• _Task brief_
Copy out every line in the items below that contains the word "jersey".

----------------

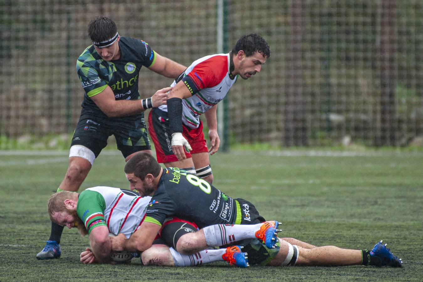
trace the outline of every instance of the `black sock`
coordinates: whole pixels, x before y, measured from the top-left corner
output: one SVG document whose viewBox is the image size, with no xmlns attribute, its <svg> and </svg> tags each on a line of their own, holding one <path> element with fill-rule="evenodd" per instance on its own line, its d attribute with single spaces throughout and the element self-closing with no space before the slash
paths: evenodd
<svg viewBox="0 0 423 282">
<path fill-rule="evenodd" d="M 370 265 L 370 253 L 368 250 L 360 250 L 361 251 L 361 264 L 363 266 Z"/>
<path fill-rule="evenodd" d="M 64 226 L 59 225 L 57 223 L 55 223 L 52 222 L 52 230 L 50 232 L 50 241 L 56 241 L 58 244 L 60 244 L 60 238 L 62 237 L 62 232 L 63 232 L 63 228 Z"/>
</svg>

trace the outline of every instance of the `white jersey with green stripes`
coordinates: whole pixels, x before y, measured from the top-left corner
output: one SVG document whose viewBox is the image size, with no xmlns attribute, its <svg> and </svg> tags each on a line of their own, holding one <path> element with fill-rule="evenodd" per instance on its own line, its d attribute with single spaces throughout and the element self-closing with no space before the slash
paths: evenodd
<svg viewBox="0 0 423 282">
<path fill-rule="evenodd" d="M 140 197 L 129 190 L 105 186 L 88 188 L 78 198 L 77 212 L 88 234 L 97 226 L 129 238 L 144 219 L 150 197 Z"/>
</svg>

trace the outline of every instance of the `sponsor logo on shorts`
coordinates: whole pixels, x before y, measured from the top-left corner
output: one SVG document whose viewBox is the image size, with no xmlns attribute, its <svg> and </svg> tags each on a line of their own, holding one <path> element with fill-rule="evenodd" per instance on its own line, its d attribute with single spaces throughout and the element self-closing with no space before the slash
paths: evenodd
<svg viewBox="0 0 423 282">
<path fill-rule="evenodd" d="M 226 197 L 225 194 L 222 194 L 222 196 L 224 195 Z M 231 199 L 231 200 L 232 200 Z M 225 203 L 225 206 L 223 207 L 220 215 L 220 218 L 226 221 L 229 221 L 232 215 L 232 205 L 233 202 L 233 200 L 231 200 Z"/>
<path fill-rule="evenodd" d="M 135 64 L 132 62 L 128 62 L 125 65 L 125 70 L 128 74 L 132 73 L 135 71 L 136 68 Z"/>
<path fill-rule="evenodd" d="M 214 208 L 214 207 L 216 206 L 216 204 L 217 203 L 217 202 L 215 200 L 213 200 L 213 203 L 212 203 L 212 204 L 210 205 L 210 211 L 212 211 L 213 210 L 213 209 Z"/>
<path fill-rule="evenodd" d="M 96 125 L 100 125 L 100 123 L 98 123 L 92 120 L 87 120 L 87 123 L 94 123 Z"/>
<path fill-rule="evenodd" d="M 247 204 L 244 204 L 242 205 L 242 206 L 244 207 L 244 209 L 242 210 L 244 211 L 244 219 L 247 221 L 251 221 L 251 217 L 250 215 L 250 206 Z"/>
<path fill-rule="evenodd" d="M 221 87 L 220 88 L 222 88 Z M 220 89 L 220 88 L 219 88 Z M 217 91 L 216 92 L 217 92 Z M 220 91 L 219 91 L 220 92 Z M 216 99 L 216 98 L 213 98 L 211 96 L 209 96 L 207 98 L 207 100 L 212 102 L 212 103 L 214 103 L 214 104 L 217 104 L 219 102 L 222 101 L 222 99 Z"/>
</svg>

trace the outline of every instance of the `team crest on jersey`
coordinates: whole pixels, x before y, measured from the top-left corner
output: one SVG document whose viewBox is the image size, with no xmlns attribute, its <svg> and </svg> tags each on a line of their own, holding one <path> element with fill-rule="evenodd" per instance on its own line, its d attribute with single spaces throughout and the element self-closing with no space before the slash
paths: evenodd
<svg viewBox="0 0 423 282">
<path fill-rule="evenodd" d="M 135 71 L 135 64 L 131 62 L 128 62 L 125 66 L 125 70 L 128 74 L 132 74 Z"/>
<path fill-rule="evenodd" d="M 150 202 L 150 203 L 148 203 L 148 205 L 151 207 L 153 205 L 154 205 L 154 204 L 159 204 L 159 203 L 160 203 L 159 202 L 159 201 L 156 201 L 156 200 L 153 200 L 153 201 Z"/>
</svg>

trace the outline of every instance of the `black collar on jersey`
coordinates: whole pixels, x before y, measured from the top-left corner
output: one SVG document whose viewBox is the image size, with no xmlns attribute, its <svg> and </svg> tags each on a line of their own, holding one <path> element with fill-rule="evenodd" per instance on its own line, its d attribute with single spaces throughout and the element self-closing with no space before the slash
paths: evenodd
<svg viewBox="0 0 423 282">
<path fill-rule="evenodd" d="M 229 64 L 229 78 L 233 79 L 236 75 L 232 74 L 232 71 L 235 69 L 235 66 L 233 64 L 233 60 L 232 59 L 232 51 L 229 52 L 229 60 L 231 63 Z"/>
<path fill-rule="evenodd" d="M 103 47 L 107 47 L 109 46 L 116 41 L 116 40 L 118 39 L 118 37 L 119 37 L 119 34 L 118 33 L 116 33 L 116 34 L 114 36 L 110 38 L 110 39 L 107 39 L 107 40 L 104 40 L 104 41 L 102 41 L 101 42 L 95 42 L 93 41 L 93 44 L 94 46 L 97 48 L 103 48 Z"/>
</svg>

----------------

• _The output_
trace the outline of every instance of the `white jersey with green stripes`
trace the outline of every instance of the `team crest on jersey`
trace the outline of every instance of the `black collar on jersey`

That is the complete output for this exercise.